GOAL OF THE EXERCISE ::
Turn the data below into a numbered list, one item per line, and drop any blank lines.

** begin MATERIAL FOR THIS EXERCISE **

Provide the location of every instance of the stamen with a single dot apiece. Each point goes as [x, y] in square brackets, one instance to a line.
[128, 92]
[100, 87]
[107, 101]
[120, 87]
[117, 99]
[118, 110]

** end MATERIAL FOR THIS EXERCISE **

CORRECT RESULT ::
1. Provide the location of every instance of the stamen with a single dot apiece. Each point goes as [x, y] in square brackets, one instance to a line.
2. [128, 92]
3. [100, 87]
4. [107, 101]
5. [120, 87]
6. [117, 99]
7. [118, 110]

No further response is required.